Sometimes it takes more than just a single sale to set "market value" for a building.

Most of my blog posts come from actual experiences while helping clients. It's usually about a question I get over and over, or something I notice clients or agents saying or doing that push me to document the situation so that anyone reading these might pick up a trick or two. More and more I'm finding that I'm sending links to previous blog posts I've written when a client or potential clients bring up a topic that I was passionate enough to write about - my eyes light up and I say "I wrote a blog about that! Check it out and you'll see what I'm talking about". And my favourite clients actually read them ;)

Which brings me to this blog post's topic. When you track sales in buildings as closely as I do, you start to notice trends that ultimately lead to what "market value" is for a particular building, layout, view, etc. You can see what people are willing to pay and over time, start to predict what certain units will sell for. That's actually one of the most fun and challenging parts of working with buyers, particularly in the most active times of the year when bidding wars are the norm. (It's like playing The Price Is Right in my head!) And as we all know, buyers start to see those sales numbers as well so they can also see what the market is willing to pay for a similar property and can decide if that's in line with what they think a place is worth.

Usually this works well. Market value is determined by buyers and sellers at any given moment, based off of previous sales, current market conditions, adjustments for features, etc.

But what happens when one sale just blows away the numbers?

I mean, what if one sale in a building is higher than anyone could possibly have predicted?

Does that set a new benchmark for the building?

Does that mean market value for the building has dramatically increased?

And, most importantly, does that mean this is the new benchmark that buyers should expect to pay and sellers should expect to see?

It's always not that simple.

A few weeks ago I was showing clients stacked townhouses just on the other side of the DVP. It was one of those moments where there were four similar options to choose from, which is a rarity for Toronto. There were two identical units, mirror images of each other, one larger unit with a roof deck, and a smaller unit that was sitting on the market.

The catch? Both units my clients were interested in (the two identical units) were holding back offers.

By the time we got there on Saturday, one of the units had sold conditionally via a bully offer. It's rare to see something sell via a bully offer with conditions but in a situation where your neighbour is also up for sale at the same time, I can see why the seller took it. (Check out one of my previous blogs where I wrote about what not to do when facing multiple offers as a buyer:

I'll spare you the details of everything that went down at the townhouses but the unit my clients loved was listed for $649k, with a hold-back on offers. After much discussion, my gut said someone might pay $700k but the unit was probably worth closer to $680k. With the other unit sold conditionally, we wouldn't know the final sale price for at least a couple days until the buyer's conditions were removed.

----

> _Goal of the exercise_
Repeat word for word the passage of the blog post that begins at the words "But what happens" and stops after "has dramatically increased?". Answer from the blog post alone, with no outside information.

----

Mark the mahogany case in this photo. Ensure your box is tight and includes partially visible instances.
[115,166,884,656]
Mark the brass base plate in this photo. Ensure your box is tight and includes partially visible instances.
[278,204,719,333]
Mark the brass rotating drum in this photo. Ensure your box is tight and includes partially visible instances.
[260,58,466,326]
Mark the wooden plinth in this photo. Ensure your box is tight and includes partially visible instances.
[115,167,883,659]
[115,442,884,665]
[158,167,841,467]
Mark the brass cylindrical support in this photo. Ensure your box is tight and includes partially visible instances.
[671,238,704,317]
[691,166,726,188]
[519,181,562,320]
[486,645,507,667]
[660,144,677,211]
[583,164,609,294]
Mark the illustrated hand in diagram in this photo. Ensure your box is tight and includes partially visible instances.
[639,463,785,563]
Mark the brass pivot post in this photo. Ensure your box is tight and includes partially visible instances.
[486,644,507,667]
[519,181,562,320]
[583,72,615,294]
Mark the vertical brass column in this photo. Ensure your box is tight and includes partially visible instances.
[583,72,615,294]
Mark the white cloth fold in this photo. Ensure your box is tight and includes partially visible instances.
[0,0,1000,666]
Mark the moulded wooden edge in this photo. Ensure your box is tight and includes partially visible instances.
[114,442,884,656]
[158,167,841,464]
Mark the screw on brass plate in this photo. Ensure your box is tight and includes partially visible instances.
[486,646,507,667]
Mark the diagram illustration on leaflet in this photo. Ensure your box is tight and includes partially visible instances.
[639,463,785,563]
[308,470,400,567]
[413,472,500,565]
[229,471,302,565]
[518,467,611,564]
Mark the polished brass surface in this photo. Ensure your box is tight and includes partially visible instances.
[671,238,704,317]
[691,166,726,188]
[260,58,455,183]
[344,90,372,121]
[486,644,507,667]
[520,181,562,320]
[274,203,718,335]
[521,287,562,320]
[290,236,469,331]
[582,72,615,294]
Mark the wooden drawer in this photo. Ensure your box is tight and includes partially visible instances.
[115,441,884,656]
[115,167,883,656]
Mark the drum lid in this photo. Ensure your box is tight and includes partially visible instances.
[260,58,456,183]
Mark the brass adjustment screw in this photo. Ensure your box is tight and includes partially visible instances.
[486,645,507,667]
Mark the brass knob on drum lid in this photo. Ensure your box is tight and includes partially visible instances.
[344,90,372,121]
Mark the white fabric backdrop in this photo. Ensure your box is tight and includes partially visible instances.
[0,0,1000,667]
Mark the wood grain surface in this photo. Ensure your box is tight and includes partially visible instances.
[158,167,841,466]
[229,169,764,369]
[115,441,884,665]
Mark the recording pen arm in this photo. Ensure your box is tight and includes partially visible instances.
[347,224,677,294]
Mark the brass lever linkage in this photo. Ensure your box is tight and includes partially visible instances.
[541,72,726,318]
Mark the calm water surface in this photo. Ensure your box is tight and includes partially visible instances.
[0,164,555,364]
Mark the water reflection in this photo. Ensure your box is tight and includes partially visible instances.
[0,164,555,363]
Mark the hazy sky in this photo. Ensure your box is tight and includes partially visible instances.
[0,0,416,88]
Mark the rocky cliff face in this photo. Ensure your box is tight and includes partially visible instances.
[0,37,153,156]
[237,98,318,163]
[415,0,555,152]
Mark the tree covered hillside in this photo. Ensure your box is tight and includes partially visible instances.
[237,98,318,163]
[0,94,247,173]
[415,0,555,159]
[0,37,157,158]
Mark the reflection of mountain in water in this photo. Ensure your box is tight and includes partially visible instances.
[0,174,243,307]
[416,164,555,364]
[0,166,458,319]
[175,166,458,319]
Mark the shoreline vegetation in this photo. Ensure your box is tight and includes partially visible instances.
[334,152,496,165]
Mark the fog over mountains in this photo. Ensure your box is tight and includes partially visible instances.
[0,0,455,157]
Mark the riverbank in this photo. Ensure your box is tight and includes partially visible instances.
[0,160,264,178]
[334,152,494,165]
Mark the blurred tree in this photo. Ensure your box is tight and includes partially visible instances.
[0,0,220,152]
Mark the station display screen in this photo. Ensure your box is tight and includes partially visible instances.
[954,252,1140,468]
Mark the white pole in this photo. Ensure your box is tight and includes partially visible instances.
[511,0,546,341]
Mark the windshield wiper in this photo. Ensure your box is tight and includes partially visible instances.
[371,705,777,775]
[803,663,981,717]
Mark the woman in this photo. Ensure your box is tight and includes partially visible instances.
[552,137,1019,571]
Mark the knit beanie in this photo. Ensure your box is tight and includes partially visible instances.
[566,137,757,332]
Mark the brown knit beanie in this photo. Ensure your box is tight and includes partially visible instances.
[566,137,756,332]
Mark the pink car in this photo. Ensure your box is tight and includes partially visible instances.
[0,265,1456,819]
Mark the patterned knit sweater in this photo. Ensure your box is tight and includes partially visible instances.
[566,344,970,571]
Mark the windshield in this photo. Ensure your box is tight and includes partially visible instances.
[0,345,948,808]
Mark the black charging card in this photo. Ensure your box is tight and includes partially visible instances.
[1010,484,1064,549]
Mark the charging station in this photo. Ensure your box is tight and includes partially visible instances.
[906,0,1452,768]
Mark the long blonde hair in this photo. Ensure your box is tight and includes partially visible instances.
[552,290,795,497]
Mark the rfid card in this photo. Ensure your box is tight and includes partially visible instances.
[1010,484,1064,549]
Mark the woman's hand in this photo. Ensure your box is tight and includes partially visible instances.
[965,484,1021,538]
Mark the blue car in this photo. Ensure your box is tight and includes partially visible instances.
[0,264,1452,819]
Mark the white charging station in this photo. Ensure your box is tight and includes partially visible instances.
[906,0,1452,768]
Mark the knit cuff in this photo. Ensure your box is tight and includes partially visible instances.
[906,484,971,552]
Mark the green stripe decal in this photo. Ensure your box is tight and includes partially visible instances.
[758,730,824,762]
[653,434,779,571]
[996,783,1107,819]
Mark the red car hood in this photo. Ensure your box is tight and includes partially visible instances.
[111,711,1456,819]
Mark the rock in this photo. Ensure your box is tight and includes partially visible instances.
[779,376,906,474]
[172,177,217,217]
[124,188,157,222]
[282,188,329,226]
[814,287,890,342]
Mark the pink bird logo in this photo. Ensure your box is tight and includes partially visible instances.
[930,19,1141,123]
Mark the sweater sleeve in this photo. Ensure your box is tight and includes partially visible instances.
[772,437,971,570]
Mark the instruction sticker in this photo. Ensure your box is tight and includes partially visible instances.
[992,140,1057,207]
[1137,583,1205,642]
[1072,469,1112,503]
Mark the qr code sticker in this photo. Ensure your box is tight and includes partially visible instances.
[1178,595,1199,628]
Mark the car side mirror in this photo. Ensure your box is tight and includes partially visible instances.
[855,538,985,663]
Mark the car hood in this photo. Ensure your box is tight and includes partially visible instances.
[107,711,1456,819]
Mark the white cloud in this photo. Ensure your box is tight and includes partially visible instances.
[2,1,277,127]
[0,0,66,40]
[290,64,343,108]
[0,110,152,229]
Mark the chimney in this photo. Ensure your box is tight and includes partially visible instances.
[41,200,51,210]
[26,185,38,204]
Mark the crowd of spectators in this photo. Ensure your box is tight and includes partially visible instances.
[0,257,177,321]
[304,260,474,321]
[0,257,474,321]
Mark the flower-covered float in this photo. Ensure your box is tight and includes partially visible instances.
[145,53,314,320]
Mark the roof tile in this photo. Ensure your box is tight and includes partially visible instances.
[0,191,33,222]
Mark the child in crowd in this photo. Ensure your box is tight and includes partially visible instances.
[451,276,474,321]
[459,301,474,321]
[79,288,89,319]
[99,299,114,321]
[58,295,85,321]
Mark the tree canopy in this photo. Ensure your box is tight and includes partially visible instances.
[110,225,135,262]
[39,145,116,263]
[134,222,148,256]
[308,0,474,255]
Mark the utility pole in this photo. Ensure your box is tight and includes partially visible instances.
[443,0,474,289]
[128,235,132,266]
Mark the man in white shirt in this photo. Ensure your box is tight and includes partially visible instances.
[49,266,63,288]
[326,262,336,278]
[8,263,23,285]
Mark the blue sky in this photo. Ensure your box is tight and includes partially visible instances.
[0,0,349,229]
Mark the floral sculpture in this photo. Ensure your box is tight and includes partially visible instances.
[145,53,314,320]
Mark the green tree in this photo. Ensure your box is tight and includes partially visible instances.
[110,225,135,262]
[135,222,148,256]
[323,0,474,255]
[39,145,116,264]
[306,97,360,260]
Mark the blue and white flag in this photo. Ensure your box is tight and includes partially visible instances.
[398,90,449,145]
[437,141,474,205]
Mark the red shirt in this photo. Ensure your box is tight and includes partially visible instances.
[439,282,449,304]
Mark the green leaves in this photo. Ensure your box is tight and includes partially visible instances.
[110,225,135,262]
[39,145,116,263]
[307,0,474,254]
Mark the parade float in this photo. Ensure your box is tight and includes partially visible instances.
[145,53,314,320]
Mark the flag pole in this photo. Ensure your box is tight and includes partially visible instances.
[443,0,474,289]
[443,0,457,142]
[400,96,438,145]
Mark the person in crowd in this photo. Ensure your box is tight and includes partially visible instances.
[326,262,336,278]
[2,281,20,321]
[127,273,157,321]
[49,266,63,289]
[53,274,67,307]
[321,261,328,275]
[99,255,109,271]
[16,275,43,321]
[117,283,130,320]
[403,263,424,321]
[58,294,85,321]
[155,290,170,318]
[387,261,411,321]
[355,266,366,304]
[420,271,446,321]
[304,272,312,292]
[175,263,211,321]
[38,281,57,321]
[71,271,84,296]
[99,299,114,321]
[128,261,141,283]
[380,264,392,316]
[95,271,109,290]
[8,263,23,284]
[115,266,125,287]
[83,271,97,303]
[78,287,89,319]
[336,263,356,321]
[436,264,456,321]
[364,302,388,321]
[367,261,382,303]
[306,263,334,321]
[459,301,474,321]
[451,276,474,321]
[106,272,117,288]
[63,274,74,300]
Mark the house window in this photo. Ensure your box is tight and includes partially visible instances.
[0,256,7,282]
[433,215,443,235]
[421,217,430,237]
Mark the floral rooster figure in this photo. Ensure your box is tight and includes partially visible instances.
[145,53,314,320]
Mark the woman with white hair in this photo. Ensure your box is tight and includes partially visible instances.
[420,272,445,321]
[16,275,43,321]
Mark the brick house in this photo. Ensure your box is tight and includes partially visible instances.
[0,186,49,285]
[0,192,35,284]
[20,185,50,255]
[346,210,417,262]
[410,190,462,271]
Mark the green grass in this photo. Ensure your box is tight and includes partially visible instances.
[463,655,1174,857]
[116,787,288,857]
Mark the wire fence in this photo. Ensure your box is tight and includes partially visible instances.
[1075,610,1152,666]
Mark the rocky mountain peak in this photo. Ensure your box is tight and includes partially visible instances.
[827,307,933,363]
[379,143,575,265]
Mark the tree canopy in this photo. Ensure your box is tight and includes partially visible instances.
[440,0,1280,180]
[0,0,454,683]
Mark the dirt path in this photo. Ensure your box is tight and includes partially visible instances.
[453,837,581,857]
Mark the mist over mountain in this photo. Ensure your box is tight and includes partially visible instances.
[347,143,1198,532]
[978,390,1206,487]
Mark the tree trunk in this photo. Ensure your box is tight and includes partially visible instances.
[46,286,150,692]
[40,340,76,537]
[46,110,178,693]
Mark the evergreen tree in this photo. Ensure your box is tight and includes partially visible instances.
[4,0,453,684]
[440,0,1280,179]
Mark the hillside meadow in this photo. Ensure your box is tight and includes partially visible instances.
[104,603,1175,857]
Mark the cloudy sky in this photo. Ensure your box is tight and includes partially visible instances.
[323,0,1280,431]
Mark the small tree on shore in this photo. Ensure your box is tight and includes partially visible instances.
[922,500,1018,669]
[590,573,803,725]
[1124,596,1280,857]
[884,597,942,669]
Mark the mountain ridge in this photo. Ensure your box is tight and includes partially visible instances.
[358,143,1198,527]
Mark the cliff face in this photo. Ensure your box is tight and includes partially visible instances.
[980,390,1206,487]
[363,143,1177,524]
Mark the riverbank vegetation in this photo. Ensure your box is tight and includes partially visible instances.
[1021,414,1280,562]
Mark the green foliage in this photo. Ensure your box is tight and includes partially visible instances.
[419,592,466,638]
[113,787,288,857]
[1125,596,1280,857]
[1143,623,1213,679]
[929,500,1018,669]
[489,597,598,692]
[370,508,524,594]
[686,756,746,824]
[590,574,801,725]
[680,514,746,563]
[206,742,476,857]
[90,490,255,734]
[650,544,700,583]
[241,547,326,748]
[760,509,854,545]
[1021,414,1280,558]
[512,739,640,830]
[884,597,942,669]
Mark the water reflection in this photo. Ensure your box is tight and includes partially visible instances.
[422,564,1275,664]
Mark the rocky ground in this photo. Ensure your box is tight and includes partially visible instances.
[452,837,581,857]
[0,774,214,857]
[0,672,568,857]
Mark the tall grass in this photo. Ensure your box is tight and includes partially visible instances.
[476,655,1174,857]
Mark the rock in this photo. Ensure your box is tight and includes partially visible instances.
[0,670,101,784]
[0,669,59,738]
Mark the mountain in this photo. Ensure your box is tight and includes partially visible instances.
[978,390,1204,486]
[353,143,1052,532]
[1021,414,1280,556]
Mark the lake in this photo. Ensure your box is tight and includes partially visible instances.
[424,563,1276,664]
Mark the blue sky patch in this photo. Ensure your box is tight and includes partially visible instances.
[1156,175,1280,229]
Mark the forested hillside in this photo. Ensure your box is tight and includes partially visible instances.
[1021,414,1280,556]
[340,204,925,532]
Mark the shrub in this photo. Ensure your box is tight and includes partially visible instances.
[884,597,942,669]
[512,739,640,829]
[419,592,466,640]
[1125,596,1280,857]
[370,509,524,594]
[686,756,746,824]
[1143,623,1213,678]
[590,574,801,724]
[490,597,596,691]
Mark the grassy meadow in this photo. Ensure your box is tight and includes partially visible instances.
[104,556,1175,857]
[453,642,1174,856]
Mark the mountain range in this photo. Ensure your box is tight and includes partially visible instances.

----

> _The response_
But what happens when one sale just blows away the numbers?

I mean, what if one sale in a building is higher than anyone could possibly have predicted?

Does that set a new benchmark for the building?

Does that mean market value for the building has dramatically increased?